EXTRAIT DU TEXTE →
+++
Pas de bulletin de vote, pas de compte bancaire, pas de carte sim, pas de permis de conduire, pas de prestations sociales, pas de sortie légale du pays… Vivre sans papiers est un handicap terrible. A travers le monde, plus d’un milliard de personnes ne disposent d’aucune pièce d’identité. En Afrique subsaharienne, la région la plus touchée, on peine encore à réaliser l’ampleur du problème et ses conséquences désastreuses pour un continent qui lutte encore et toujours pour se débarrasser de la pauvreté.

Lucien est originaire du village de Banigbé, une localité située non loin de Porto-Novo, la capitale du Bénin. Pour gagner sa vie, il achète des pièces détachées au Nigeria qu’il vient revendre dans son pays. Mais l’Etat béninois ne le reconnaît pas. Et pour cause, il ne dispose d’aucun document attestant de son identité. « Parfois en traversant la frontière [Bénin-Nigéria, ndlr] pour acheter ma marchandise, je suis confronté à plusieurs problèmes. Comme je n’ai pas de papiers, je suis parfois obligé de payer beaucoup d’argent pour qu’on me laisse passer. […] J’ai souvent envie de voyager plus loin comme mes amis, d’aller en Amérique. Mais je sais que c’est impossible, je n’ai même pas de carte nationale d’identité », nous confie-t-il en souriant d’un air presque résigné.
Comme Lucien, 500 millions d’Africains, soit près de la moitié de la population, sont confrontés à cet énorme défi de ne pas pouvoir prouver leur identité. D’après la Banque mondiale, l’Afrique et l’Asie du Sud concentrent, à eux deux, 81% du milliard de personnes « invisibles » que compte le monde.
+++
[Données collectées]
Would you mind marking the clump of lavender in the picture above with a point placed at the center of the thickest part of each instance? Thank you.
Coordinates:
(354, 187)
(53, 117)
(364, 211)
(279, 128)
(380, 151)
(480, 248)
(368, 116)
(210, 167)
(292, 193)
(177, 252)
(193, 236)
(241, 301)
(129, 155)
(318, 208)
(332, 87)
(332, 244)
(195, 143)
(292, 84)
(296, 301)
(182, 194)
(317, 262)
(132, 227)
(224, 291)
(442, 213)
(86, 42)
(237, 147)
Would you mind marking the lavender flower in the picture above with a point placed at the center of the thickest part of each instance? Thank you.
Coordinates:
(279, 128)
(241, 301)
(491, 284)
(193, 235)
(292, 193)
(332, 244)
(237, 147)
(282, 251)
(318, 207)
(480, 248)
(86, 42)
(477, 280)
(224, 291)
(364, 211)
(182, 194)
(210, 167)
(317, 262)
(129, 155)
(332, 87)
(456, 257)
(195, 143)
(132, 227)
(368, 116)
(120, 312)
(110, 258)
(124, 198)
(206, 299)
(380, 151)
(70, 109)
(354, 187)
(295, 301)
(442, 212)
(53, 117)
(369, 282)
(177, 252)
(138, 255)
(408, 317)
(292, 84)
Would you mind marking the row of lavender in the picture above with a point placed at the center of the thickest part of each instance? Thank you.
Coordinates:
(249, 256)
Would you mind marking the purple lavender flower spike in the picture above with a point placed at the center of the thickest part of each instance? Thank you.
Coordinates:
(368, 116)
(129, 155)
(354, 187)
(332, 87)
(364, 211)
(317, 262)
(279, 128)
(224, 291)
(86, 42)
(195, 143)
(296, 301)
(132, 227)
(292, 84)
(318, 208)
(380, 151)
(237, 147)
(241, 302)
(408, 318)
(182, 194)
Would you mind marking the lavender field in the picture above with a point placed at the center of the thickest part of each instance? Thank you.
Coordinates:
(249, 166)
+++
TRAVAIL DEMANDÉ →
A. Reproduisez fidèlement le passage du texte sur l'absence de pièces d'identité qui va de « Comme Lucien, 500 » à « compte le monde. ».
B. Poursuivez le texte sur l'absence de pièces d'identité à partir de sa dernière phrase.

RÉSULTATS DE L'EXERCICE →
A.
Comme Lucien, 500 millions d’Africains, soit près de la moitié de la population, sont confrontés à cet énorme défi de ne pas pouvoir prouver leur identité. D’après la Banque mondiale, l’Afrique et l’Asie du Sud concentrent, à eux deux, 81% du milliard de personnes « invisibles » que compte le monde.

B.
Un frein dans la lutte contre la pauvreté et l’inégalité

L’une des causes de l’engluement de l’Afrique dans la pauvreté réside dans le fait qu’une bonne partie de la population est, de fait, « exclue » de la sphère de redistribution des richesses et de le vie civique, parce que ne disposant pas de documents d’identité officiels. « Sans un moyen sûr et fiable de prouver son identité, il sera difficile pour les invisibles de bénéficier de services de santé et d’aide sociale essentiels, de s’inscrire dans une école, d’ouvrir un compte bancaire, de se procurer un téléphone mobile, d’obtenir un emploi, de voter ou encore de déclarer une activité », indique la Banque mondiale.
Cette situation creuse également les inégalités au sein des économies africaines. D’après les chiffres de la Banque mondiale, 45% des femmes vivant dans les pays à faible revenu n’ont pas d’identité légale, contre 30 % des hommes.

Des causes nombreuses et multiformes

L’une des causes de ce problème est le coût parfois trop élevé de l’accès aux documents d’identité. Au Tchad, par exemple, il faut débourser plus de 16 $ (10 000 FCFA) pour se faire établir une carte d’identité, alors que la Banque mondiale estime que la population pauvre du pays devrait croître à 6 millions de personnes, cette année.
En Côte d’Ivoire, sur un million d’étrangers hors CEDEAO, moins de 2% ont pu s’offrir la Carte de Résident vendue 300 000 FCFA (soit 375 kg de cacao pour un planteur…).
Avec les cas de corruption, les populations peuvent même se retrouver à payer beaucoup plus que ce qui est prévu par la loi. « La carte d’identité [au Tchad] par exemple est officiellement à 10 000 francs CFA, mais au commissariat, il y a des gens qui ont déboursé 25 à 30 000 francs CFA pour avoir ce document », explique Larlem Marie, coordinatrice de l’association tchadienne pour la promotion des droits de l’homme. De plus, les longues procédures administratives, ou encore les longues distances entre les centres d’enrôlement et les zones rurales peuvent dissuader les populations d’entamer de telles procédures.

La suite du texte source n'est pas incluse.